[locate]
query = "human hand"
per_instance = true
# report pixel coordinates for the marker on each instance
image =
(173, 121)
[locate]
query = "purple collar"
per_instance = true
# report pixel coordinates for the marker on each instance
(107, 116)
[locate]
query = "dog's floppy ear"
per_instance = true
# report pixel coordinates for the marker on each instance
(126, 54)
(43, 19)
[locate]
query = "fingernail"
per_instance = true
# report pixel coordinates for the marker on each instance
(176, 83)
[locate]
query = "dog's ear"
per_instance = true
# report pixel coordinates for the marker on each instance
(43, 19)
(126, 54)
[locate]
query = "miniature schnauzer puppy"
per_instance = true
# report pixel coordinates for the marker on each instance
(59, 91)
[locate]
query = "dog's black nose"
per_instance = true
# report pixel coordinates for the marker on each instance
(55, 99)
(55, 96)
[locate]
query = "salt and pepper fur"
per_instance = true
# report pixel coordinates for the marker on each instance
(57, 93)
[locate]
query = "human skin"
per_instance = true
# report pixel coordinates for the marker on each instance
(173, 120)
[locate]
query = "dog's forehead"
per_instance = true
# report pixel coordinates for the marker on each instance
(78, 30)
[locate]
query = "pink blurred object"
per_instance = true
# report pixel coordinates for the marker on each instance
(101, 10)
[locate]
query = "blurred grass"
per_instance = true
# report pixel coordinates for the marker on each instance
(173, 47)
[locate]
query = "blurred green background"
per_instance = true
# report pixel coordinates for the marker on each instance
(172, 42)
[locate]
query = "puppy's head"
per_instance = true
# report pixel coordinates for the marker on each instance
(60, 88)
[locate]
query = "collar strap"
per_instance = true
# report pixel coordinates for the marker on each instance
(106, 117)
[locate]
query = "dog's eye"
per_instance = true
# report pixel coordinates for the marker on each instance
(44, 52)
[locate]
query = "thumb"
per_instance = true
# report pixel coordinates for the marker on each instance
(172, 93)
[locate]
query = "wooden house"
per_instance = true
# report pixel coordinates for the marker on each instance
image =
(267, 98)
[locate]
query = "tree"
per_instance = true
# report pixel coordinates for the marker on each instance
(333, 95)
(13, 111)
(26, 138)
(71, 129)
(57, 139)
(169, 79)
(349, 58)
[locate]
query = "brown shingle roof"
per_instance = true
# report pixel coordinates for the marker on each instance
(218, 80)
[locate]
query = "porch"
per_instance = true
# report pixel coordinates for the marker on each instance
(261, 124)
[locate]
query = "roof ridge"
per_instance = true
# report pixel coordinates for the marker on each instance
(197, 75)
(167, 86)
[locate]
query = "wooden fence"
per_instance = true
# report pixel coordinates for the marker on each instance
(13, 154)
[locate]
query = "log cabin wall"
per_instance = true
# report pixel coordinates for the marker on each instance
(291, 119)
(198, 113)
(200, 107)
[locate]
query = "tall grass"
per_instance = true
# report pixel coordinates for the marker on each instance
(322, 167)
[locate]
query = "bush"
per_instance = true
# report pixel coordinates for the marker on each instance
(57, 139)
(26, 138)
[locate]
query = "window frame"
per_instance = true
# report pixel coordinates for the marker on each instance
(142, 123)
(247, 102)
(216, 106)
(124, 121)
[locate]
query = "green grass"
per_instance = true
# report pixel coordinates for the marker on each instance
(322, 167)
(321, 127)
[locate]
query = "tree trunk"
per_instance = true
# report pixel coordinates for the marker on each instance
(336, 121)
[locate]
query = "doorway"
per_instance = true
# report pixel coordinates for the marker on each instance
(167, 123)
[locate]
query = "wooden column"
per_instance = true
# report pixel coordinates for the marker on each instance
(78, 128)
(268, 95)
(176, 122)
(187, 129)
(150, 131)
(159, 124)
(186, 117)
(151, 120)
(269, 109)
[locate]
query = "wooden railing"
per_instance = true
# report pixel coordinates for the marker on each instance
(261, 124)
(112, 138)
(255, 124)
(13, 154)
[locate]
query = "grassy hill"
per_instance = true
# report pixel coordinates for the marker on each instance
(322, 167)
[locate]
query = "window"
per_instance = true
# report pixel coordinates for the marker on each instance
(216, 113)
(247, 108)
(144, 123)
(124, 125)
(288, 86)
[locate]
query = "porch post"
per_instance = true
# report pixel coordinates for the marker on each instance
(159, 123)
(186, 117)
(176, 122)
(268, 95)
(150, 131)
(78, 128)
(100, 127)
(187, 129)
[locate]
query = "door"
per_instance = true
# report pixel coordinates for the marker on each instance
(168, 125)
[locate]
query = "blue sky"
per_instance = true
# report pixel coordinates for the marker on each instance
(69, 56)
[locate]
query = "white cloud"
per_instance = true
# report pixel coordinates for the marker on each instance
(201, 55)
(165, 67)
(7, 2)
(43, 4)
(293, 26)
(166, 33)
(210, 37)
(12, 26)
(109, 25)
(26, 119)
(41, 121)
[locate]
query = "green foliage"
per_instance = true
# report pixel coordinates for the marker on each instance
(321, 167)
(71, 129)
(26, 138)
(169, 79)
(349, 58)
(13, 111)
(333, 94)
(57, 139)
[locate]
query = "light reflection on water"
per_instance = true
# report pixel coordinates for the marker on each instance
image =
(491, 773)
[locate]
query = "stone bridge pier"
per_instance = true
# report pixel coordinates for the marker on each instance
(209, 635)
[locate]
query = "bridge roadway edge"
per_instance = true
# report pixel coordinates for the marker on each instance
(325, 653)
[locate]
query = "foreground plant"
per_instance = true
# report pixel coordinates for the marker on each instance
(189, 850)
+--
DIRECTIONS FOR THIS TASK
Gather every line from the entries above that contains the string "bridge", matching case exactly.

PROBLEM SOLUTION
query = "stone bridge pier"
query = "bridge roadway edge"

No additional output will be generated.